The second semester is significantly longer than the first, I know, and this long-awaited winter break is a mere week in length…yet it still feels like a tremendous milestone. One semester down, three more to go.
How I wish I weren’t living for vacations. How I yearn to be a person who appreciates the beauty and possibility of every moment, rather than counting down the minutes ’til Friday, or checking off the boxes on the calendar ’til the next national holiday. But the truth is that my prayer, every morning, is “Please God, help me just get through this day.”
I continue to be amazed at how difficult this adjustment has been for me. I guess I’d gotten a little too confident in my ability to adapt to new situations and challenges. I thought I thrived on them, in fact. But this experience has been a test of entirely different proportions for me….and I’ve come to realize that it isn’t because of the work itself. It’s because of the time.
Sure, the six-year-olds’ incessant questions, and overwhelming neediness, and episodes of pants-wetting try my patience…but they also endear the kids to me. And whether or not I’m cut out to teach first-grade special education, those children have, without a doubt, increased my capacity to love. So, despite all my grumblings, I am thankful for this opportunity, and I really do enjoy this work. What I’m struggling with, in reality, is the feeling that my time is no longer my own.
Okay, I know we could argue that our time is never our own–it belongs to God, and every day we are given is a gift. Yet, somehow, in previous chapters of my life, I felt able to maintain more of a balance with my time. I could work, I could study, I could engage in artistic pursuits, I could nurture friendships, and–most importantly–I could (try to) be of service to the Faith and humanity. But now, my time belongs to the kids of Room 309. And not only my time, but also all of my energy. Which means that when I come home to my husband (and we are still in our early months of marriage) the best of me is already depleted. He’s endowed with an empathy and patience that are not of this world, and knows we will get through this, but I so wish I could give him more than my tiredest moments.

Goal
In the teaching reflection, how long is the winter break? The data that comes next has nothing to do with the teaching reflection.

Information given
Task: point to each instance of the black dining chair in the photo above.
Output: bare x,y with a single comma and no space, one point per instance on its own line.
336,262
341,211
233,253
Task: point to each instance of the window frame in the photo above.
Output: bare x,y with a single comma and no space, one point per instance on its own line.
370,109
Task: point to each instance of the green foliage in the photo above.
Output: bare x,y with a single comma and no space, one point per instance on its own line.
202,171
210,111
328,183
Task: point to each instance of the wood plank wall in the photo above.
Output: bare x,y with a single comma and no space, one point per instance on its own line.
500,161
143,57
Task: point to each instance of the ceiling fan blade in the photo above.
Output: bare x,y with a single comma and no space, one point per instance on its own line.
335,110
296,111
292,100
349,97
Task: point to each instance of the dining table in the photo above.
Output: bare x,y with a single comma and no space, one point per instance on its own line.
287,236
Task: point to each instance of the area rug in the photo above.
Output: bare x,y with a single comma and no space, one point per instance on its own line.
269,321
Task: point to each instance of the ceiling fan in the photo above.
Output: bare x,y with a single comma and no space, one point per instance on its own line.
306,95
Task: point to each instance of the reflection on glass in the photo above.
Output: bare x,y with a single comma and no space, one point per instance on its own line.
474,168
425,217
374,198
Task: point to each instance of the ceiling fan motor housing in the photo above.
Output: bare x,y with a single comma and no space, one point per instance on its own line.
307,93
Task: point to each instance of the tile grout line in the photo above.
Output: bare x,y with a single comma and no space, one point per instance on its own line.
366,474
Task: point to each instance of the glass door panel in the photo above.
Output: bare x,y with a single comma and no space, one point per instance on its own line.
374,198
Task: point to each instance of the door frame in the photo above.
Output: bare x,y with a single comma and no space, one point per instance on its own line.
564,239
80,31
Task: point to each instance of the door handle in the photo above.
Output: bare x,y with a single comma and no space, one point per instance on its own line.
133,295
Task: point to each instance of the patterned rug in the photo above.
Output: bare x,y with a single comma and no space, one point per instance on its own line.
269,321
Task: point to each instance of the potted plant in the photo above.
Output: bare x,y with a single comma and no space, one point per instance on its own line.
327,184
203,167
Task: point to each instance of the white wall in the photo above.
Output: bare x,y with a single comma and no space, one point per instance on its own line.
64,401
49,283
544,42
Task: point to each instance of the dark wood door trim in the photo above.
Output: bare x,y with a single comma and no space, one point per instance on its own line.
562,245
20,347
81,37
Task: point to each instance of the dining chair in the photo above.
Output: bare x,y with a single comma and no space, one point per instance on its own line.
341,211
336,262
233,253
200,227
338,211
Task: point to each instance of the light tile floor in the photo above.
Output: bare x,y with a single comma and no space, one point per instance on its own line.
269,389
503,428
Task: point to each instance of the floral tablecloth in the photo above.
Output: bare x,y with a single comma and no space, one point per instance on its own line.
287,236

Output of the exercise
One week.